The first summer term was prolonged until August 16th, and the holiday lasted a fortnight, which was much welcomed since the Whitsun holiday had been cancelled owing to the rapid advance of the Germans through Holland. We did, however, indulge in a little variety for we spent three weeks before breaking-up organising many non-academic activities, such as classes in craftwork, Esperanto and puppet-making, exhibitions of local geography and ancestral history, concerts and dramatics. Staff relaxed by running a class in Greek dancing, having a play-reading society and joining the Leeds mistresses during their stay in a craft class. They needed some fun since in addition to school work they acted as air-raid wardens, first-aid helpers, ambulance drivers and fire-watchers, as well as officers of the Girls' Training Corps. School housed an A.R.P. post, first in the stokehole and then in the cellars of Clyde Villa.
The invasion from Leeds lasted only until Christmas 1939. The Leeds girls thought they were safer in their school and homes on the outskirts of their city than in our school and billets which were near the only part of Retford of military importance, the railway, and we had just over a term on our own. In June, 1940, however, came Great Yarmouth High School, accompanied to our surprise by a convent, also from Yarmouth, which had been allowed to use the evacuation train but had mistakenly thought it might use our building. It moved into West Retford Hall after a struggle for life in our dining room. Once again we worked in shifts and shared school happily until 1944. We enjoyed Yarmouth's productions of plays, especially their "Pride and Prejudice", the bright dresses of which remain in the memory, for soon after this it was impossible to buy lengths of beautifully-coloured materials for next to nothing from Clark's Dyeworks. Dramatic performances at the Gram-mar School and in the town received a great fillip from the influx of talent from Yarmouth.

▶ [DATA SHOWN]:
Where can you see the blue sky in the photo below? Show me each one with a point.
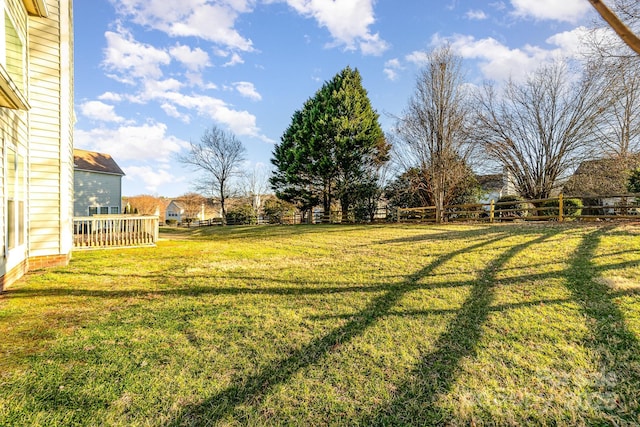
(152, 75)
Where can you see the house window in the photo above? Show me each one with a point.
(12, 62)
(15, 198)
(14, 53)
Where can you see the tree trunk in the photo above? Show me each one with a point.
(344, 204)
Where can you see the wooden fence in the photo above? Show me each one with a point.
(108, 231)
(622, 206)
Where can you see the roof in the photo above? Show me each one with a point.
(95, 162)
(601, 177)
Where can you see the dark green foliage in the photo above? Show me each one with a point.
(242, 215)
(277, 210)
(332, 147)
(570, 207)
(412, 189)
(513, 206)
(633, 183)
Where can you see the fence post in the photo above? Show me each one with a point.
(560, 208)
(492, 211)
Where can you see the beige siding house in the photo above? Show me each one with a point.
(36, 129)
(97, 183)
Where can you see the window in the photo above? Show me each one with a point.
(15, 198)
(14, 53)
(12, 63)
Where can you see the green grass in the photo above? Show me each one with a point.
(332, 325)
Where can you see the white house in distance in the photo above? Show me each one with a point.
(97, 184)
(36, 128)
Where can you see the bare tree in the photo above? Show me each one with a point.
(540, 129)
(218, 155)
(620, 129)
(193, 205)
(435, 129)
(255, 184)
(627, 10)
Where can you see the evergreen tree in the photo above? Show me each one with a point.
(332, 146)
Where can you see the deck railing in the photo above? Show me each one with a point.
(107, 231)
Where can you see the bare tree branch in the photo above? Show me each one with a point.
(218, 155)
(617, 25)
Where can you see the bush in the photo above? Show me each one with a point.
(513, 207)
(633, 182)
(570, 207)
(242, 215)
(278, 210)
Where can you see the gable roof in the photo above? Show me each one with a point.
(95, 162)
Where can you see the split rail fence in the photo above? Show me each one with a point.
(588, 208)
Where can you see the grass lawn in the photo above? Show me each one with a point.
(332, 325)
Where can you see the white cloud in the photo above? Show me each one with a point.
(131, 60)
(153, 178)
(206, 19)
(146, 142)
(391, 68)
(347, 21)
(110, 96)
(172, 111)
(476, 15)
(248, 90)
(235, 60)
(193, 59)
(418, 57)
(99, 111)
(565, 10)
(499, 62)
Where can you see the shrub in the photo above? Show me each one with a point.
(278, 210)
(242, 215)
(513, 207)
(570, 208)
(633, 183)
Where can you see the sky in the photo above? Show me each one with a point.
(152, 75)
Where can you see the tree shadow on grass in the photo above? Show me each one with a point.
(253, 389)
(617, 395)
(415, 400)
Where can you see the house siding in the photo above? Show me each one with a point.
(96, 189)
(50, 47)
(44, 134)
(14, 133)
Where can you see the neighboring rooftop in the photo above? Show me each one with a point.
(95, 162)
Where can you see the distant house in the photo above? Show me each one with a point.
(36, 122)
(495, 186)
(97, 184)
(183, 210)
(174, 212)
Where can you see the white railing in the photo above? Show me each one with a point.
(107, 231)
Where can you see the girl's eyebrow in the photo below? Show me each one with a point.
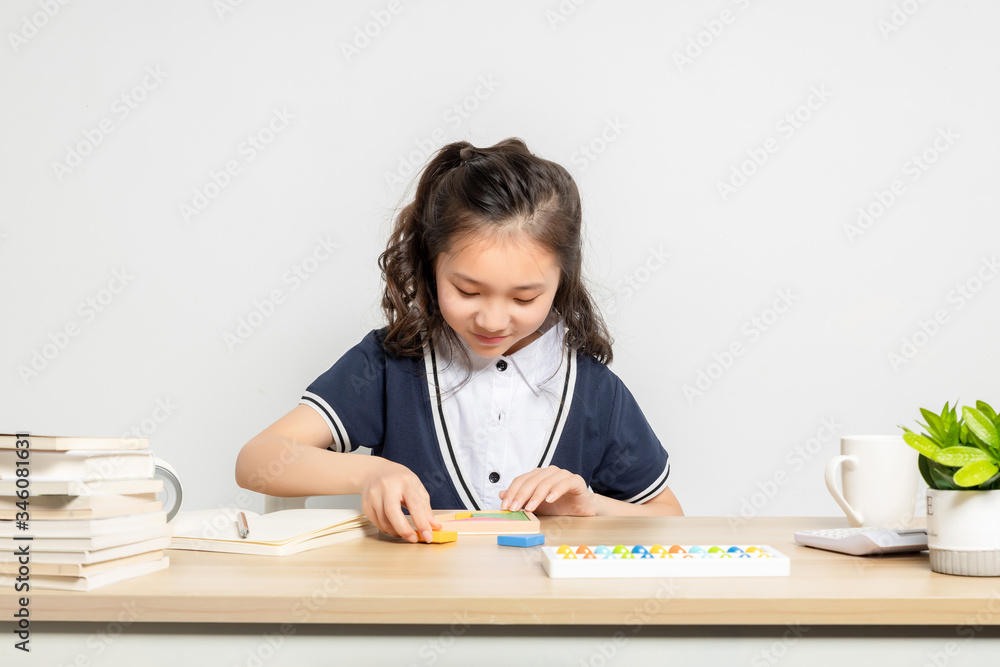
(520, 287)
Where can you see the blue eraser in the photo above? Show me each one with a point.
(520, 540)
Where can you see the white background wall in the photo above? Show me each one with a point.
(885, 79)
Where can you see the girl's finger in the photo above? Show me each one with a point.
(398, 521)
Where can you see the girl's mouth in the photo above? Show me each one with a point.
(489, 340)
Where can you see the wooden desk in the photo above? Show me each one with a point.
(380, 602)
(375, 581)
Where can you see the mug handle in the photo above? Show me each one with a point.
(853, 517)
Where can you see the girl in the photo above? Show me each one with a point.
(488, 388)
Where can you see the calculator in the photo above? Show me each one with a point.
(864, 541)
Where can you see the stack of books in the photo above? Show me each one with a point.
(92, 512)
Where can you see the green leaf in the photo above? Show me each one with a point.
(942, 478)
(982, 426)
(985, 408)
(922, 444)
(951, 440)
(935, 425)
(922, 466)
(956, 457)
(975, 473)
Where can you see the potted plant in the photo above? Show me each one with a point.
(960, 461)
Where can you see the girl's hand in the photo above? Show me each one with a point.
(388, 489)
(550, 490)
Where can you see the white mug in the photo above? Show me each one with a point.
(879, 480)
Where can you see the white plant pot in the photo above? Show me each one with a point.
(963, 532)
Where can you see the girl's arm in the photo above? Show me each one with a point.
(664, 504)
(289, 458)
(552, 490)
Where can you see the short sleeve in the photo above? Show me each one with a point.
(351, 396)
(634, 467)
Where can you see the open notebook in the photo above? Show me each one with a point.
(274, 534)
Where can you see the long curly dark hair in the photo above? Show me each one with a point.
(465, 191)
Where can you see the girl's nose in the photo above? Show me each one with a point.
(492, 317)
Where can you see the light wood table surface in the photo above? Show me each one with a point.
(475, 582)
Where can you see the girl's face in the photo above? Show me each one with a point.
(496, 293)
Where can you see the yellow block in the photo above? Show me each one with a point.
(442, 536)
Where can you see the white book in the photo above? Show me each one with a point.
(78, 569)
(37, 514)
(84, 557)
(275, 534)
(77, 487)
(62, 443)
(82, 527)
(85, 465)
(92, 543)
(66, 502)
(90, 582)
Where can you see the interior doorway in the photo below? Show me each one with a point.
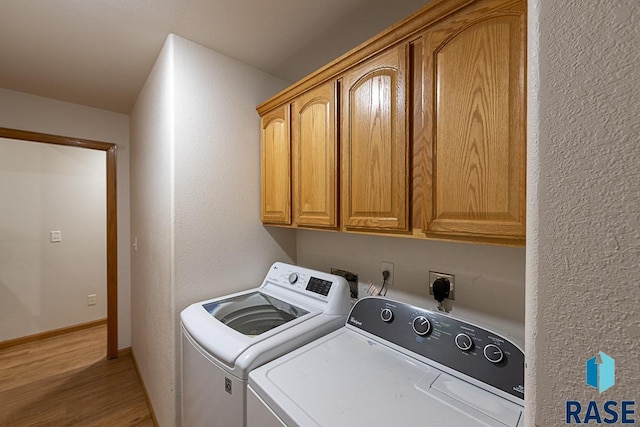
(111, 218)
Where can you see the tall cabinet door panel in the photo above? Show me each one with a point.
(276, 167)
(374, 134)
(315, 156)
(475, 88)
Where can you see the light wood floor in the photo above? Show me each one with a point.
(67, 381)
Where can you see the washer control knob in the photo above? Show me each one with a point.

▶ [DESCRIPTION OF THE TASK]: Please pick up the account of the school in wartime after its last sentence and continue it.

▶ [RIGHT ANSWER]:
Agriculture, as well as culture, benefited, too. The scholars went to local farms and gathered strawberries, weeded carrots and picked potatoes. The staffs went to Hallcroft and helped to make - was it two tons - of jam.
We were very fortunate in sharing life during the war with two kindly and co-operative schools. Many friendships and some romances sprang up, and there are still close links between Yarmouth and Retford. We have our Yarmouth Memorial picture to remind us of our guests.
We were much more fortunate than many other schools which actually suffered from bombing and spent hours in air-raid shelters for examinations as well as for teaching and so we were all the more active in trying to help those in greater need than we ourselves. We knitted for the Forces, earned money to buy l'ucuries for the Army, Navy and Air Force, 'adopted' a ship or a sailor, collected money for relief funds and parcels of clothes and toys. We formed an anti-waste league; we grew vegetables on the lawn, now asphalted, of Clyde Villa. We were perhaps made more conscious of what other people suffered by the presence, just before the war, of two German girls whose families, of Jewish origin, had escaped from the persecution of Hitler. One had been saved from concentration camp or death because their street had been renamed and the proscription list on which they appeared bore, incredibly, the old address. We had during the war an evacuee from Guernsey who occasionally received letters through an 'underground' movement so that she was kept in touch with life on her occupied island. Immediately after the war we were visited by the leader of a party of Dutch children who were invited by the town, and we shared with the Grammar School a lecture from a French woman doctor who told of the sufferings France had undergone and of the heroism of those who worked in the Resistance.
The Speech Day of 1940 took on a new and deeper significance when once it was realised that the next Speech Day, far from being a certainty, would have to be postponed for an indefinite period. The outbreak of war ended any dreams the school might have had of any immediate and important building extension. Nearly all of these had to be stopped and priority had been given to the building of air-raid shelters under the playground. Otherwise all that was done was the temporary adaptation of Clyde Villa, which the committee had bought in 1939, for the use of the preparatory department. This now housed two classrooms, a small handwork room and a separate cloakroom away from the main block. For the first time it was possible to teach the preparatory department in two forms according to age and there was no waiting list. At the end of the summer term Lorne House ceased to function as a boarding establishment for the girls of the school.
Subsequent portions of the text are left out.